QUÉ SE PIDE - Reproduce literalmente, del fragmento mostrado sobre España y los españoles, todo lo que va desde "Parece que, salvando" hasta "Mayor de Navarra.", ambos incluidos.

FRAGMENTO MOSTRADO -
De cuando en cuando me da por releer los viejos
libros que hubo que estudiar en los tiempos universitarios para ver qué queda,
de qué me he alimentado, qué provecho puede sacárseles si alguno hay. No sé
hasta qué punto obedece esta manía a la nostalgia que da el paso del tiempo,
pero el caso es que ahí está y peores costumbres se ven por este mundo. Esta
semana le ha tocado el turno a Menéndez Pidal y su ensayo Los españoles en la historia.
Como a tantos otros, a Pidal le
dio por ponerse a pensar qué cosa era ésta de España y los españoles, es decir,
si tenia esencia o rasgos que la diferenciaran y definieran, o no era nada, a
no ser una mera entelequia, una construcción mental. En esto seguía a Ortega,
Unamuno, Azorín, Larra, Jovellanos, Feijoo, Quevedo y otros anteriores que nos
llevarían hasta los griegos y romanos por lo menos, a Plinio, Estrabón y
Herodoto. Quizás los mismos iberos y vascones se lo preguntaron, pero no quedan
rastros. Es posible, sin embargo, que Atapuerca nos proporcione alguna sorpresa
en este sentido.
En pocas palabras, que el ser y existir
de los pobladores de esta península ha preocupado a propios y extraños y ha
sido constante objeto de manipulación histórica, según conviniera a quien lo
contaba. Tampoco es de extrañar porque ahora, en este siglo XXI, tan moderno
él, pasa tres cuartos de lo mismo.
Parece que, salvando Roma, lo que más
se ha asemejado a un Estado ha sido el reino visigodo y que la monarquía
ovetense mostró un claro propósito por constituirse en heredera, afirmando su
derecho a redistribuir por pressura la
propiedad de las tierras supuestamente desiertas y sin dueño que, gracias a la
retirada musulmana más allá de la cordillera central, iba incorporando a sus
dominios. Sin embargo, no parece menos cierto que Portugal, Castilla, Navarra y
Aragón ignoraban o rechazaban la continuidad del reino godo. No obstante,
pasado el tiempo, todos los reyes de España procedían de una misma dinastía, la
de Sancho el Mayor de Navarra.

CONJUNTO DE DATOS -

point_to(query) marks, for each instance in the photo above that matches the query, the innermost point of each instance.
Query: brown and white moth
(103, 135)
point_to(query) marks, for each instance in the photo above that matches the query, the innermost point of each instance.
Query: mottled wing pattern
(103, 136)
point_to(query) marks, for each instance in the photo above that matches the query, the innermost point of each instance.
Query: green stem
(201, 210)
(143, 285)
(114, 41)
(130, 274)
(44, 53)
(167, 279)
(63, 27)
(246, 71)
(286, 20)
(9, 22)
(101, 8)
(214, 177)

* * *

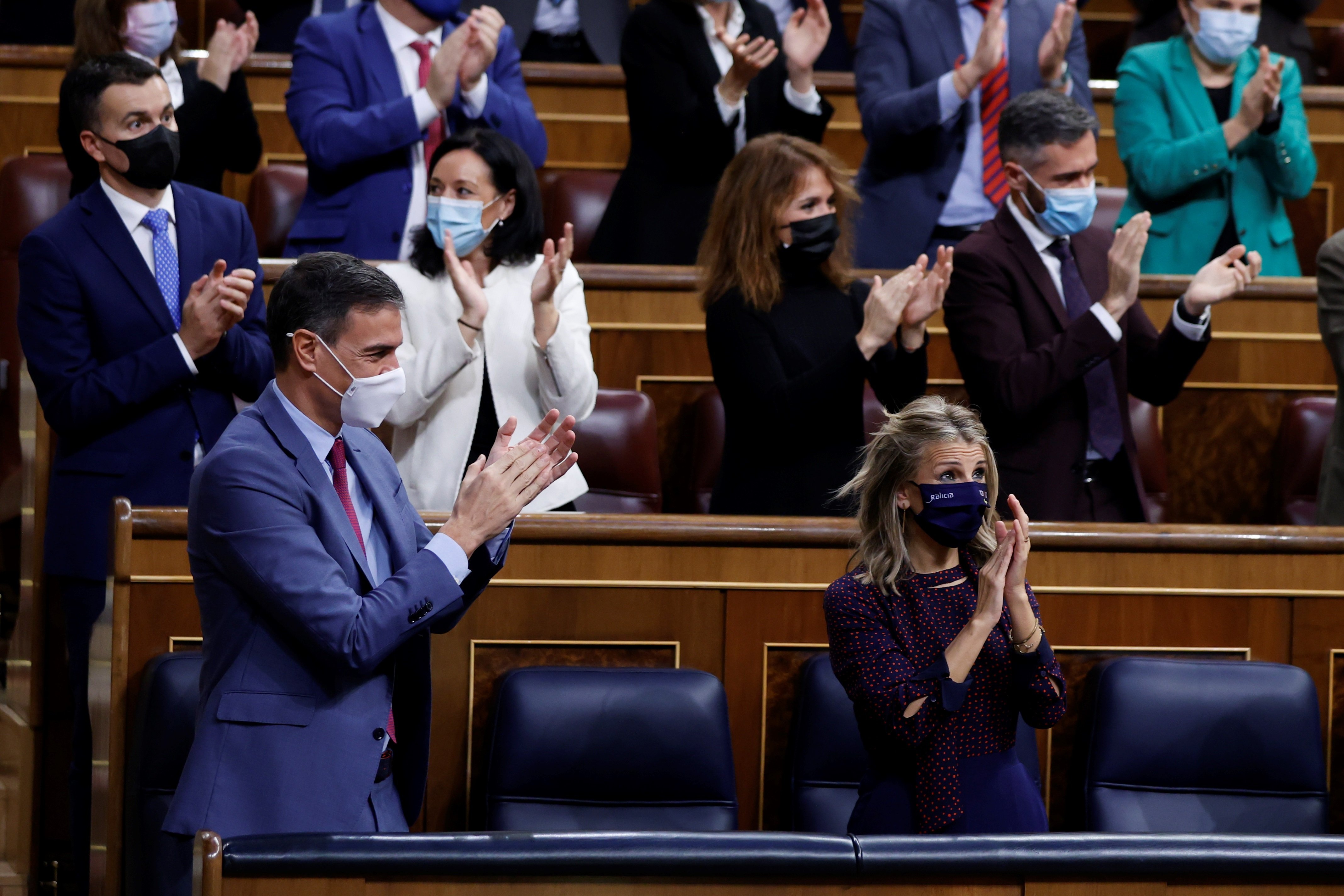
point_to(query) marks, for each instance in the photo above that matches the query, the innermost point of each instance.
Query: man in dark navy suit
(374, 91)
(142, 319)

TAREA RESUELTA -
Parece que, salvando Roma, lo que más
se ha asemejado a un Estado ha sido el reino visigodo y que la monarquía
ovetense mostró un claro propósito por constituirse en heredera, afirmando su
derecho a redistribuir por pressura la
propiedad de las tierras supuestamente desiertas y sin dueño que, gracias a la
retirada musulmana más allá de la cordillera central, iba incorporando a sus
dominios. Sin embargo, no parece menos cierto que Portugal, Castilla, Navarra y
Aragón ignoraban o rechazaban la continuidad del reino godo. No obstante,
pasado el tiempo, todos los reyes de España procedían de una misma dinastía, la
de Sancho el Mayor de Navarra.